### The task
Write out, character for character, the line containing "Practice step: label each instance of the man in blue" and all lines after it up to the end of the listing.

### Records for processing

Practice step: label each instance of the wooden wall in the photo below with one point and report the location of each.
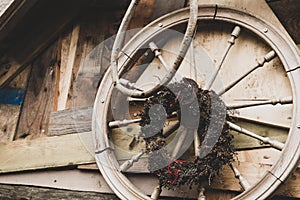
(46, 64)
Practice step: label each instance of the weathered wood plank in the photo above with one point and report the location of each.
(94, 182)
(66, 70)
(12, 192)
(43, 153)
(38, 100)
(78, 182)
(289, 15)
(77, 120)
(9, 114)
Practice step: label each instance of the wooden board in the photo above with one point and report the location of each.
(93, 181)
(9, 114)
(77, 120)
(38, 100)
(289, 15)
(12, 192)
(43, 153)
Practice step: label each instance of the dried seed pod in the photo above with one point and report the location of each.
(192, 104)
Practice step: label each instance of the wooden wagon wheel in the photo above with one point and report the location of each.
(137, 52)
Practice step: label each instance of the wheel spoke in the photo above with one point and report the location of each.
(125, 122)
(129, 163)
(201, 195)
(197, 143)
(235, 33)
(260, 63)
(157, 54)
(171, 130)
(274, 143)
(243, 182)
(128, 84)
(281, 101)
(156, 192)
(183, 134)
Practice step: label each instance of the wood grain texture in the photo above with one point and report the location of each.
(38, 101)
(288, 14)
(77, 120)
(66, 69)
(12, 192)
(9, 114)
(44, 153)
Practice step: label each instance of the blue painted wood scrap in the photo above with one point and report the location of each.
(13, 96)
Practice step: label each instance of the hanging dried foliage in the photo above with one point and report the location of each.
(197, 109)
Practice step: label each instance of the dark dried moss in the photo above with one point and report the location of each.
(195, 108)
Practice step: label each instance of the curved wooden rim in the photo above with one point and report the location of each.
(283, 47)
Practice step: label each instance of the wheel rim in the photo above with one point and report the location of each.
(288, 56)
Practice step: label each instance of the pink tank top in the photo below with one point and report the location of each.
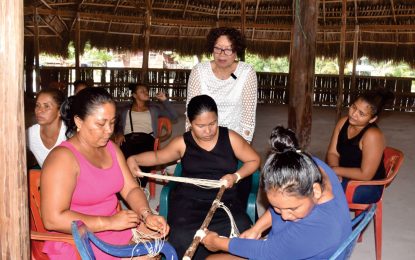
(94, 194)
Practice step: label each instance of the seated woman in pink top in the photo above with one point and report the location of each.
(81, 177)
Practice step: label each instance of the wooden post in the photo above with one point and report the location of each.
(14, 209)
(36, 47)
(340, 89)
(146, 35)
(146, 51)
(243, 24)
(353, 93)
(302, 60)
(77, 46)
(29, 60)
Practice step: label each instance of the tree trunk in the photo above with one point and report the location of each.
(14, 209)
(302, 60)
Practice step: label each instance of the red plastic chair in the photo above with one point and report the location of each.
(392, 160)
(38, 233)
(164, 130)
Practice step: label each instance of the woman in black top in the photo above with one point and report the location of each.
(210, 152)
(356, 148)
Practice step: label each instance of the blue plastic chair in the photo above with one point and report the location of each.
(359, 223)
(251, 207)
(83, 237)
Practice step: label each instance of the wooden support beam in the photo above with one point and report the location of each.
(51, 28)
(302, 63)
(185, 9)
(243, 23)
(77, 47)
(183, 22)
(146, 33)
(14, 208)
(340, 88)
(256, 9)
(355, 57)
(36, 49)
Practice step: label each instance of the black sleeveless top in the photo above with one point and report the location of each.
(199, 163)
(350, 153)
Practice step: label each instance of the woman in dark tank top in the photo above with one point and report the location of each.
(207, 151)
(356, 148)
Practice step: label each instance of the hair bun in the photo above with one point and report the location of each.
(283, 140)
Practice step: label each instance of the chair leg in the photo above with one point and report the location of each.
(378, 230)
(357, 213)
(152, 186)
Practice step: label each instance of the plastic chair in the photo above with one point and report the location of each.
(38, 233)
(164, 130)
(392, 159)
(251, 207)
(83, 237)
(359, 223)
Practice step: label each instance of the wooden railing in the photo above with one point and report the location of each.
(272, 87)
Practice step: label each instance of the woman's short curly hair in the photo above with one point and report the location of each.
(234, 36)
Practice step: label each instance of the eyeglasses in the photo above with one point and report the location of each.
(218, 50)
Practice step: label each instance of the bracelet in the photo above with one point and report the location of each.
(238, 177)
(144, 214)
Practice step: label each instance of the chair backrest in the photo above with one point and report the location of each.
(359, 223)
(392, 160)
(34, 193)
(83, 237)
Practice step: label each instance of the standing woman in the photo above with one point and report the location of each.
(207, 151)
(356, 148)
(50, 129)
(140, 121)
(231, 83)
(82, 176)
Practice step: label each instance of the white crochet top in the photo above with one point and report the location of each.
(236, 98)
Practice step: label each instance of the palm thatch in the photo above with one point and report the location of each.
(385, 29)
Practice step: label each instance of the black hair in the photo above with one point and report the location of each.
(287, 168)
(199, 104)
(377, 99)
(134, 86)
(82, 105)
(234, 36)
(57, 95)
(78, 83)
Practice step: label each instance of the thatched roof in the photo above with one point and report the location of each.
(386, 28)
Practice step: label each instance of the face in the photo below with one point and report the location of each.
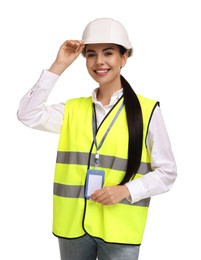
(104, 62)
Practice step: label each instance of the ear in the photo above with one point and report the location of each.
(124, 59)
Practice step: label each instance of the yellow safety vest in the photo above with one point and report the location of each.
(73, 214)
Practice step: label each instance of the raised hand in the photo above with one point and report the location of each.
(67, 53)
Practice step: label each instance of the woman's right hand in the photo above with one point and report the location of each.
(67, 53)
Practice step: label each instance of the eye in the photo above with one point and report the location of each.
(108, 53)
(89, 55)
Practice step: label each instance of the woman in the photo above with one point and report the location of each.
(114, 152)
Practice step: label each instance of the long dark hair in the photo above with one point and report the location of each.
(135, 128)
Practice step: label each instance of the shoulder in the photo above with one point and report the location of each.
(78, 101)
(148, 103)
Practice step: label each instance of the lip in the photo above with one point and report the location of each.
(101, 71)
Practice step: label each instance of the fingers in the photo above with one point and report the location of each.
(74, 44)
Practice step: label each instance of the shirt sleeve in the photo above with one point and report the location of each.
(163, 165)
(33, 110)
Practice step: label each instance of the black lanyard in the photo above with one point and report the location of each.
(98, 146)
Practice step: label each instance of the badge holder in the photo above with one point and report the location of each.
(95, 179)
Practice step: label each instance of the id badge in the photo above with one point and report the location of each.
(94, 181)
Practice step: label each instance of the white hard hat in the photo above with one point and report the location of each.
(107, 30)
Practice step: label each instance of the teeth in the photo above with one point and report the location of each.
(101, 71)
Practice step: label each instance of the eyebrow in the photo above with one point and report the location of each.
(106, 49)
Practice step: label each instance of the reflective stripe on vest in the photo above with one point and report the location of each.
(73, 215)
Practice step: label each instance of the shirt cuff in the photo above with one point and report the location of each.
(47, 79)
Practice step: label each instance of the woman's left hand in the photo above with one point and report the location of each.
(111, 194)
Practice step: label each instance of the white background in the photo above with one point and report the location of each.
(166, 66)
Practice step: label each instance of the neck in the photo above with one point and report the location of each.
(105, 93)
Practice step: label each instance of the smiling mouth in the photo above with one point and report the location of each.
(101, 72)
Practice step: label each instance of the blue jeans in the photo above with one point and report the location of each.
(90, 248)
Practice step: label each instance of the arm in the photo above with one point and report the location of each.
(33, 111)
(158, 181)
(164, 170)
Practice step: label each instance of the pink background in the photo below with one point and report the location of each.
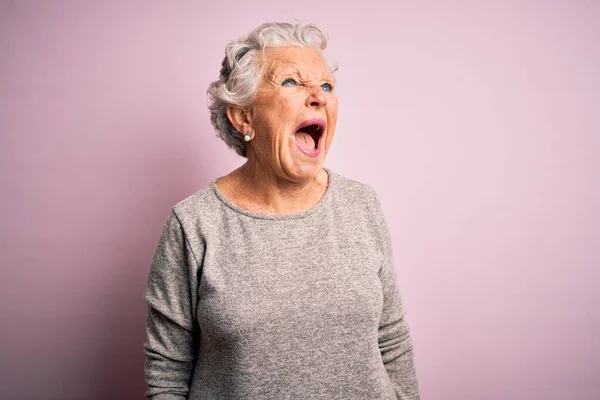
(477, 122)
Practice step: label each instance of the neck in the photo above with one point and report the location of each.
(263, 190)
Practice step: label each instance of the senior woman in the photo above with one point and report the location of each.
(276, 281)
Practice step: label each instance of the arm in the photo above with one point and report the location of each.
(394, 339)
(170, 325)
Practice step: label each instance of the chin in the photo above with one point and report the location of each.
(304, 171)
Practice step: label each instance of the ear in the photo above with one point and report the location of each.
(239, 118)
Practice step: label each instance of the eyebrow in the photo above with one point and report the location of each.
(292, 69)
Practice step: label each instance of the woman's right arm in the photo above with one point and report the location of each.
(171, 327)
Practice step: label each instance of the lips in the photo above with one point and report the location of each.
(308, 136)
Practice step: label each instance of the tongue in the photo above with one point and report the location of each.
(305, 140)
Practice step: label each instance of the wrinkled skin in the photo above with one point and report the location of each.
(296, 85)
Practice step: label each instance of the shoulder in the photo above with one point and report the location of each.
(355, 192)
(199, 205)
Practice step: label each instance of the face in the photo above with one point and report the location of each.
(294, 114)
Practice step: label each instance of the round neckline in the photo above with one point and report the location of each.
(320, 204)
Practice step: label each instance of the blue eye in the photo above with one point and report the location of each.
(289, 82)
(327, 87)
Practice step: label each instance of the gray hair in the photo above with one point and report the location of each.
(241, 72)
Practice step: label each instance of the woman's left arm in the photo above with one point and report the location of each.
(395, 342)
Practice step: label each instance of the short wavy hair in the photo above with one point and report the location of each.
(241, 72)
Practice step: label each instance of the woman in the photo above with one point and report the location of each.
(276, 281)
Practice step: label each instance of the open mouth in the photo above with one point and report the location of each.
(309, 133)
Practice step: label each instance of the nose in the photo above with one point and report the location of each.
(316, 98)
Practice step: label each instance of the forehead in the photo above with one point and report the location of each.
(304, 60)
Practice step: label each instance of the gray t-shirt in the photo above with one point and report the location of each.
(254, 306)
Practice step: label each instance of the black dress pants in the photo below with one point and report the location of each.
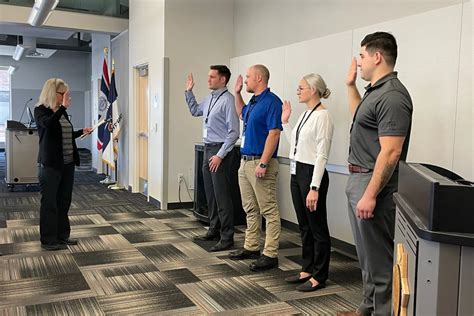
(316, 241)
(56, 194)
(217, 186)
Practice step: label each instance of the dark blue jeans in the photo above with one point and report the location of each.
(56, 194)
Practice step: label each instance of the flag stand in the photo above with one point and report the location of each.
(107, 179)
(116, 186)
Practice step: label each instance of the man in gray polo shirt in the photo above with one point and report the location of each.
(379, 138)
(220, 132)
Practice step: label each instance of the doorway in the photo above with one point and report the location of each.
(143, 97)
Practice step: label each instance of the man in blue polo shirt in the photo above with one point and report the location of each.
(259, 167)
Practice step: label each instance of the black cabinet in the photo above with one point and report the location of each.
(200, 202)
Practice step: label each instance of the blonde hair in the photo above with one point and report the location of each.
(48, 94)
(316, 82)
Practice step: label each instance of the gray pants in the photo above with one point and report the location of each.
(218, 193)
(374, 243)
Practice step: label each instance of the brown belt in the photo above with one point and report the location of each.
(357, 169)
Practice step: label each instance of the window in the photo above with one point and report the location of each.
(4, 102)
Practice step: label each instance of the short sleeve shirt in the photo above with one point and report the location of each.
(260, 115)
(385, 110)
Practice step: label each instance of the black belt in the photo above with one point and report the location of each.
(249, 158)
(212, 144)
(358, 169)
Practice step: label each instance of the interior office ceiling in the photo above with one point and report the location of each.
(50, 39)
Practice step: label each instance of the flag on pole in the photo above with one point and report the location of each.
(112, 125)
(103, 103)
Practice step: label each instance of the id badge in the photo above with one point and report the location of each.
(293, 167)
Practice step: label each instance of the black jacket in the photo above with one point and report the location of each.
(51, 137)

### Final result
Practice step: label each instance of the man in blue polo shirt in the photo above with one point and report the location of each.
(259, 167)
Practice step: label each instance of the black cabinet in the photo above with one point and report the location of each.
(200, 202)
Practice step: label each instance of the blonde hair in the photo above with one point and report the location of each.
(48, 94)
(316, 82)
Practice step: label each instance of the gray pants in the photo above with one point and report the location of each.
(218, 193)
(374, 243)
Practice step: label each instance of the brown belt in the photo above with one point and report the location of each.
(357, 169)
Practice step: label each instance of the window in the photo above with one point and report the location of each.
(4, 102)
Practice step: label each instance of the short sleeve shirt in the photo above with one point and report the location of each.
(260, 115)
(385, 110)
Practice step: label each instance of the black belt in the photo above with one point and report the location of each.
(249, 158)
(212, 144)
(358, 169)
Practice step: label each instance of the interior office ceiling in the photo above with one point and report the location of each.
(50, 39)
Practice step: label each instance of the flag on pole in the photo above with one point and report the location of each.
(112, 125)
(103, 103)
Practice step: label each instance of the id badge in the photo above with one point and report the location of each.
(293, 167)
Practice step: label each instance of the black jacket in the photo above with one point and report the location of each.
(51, 137)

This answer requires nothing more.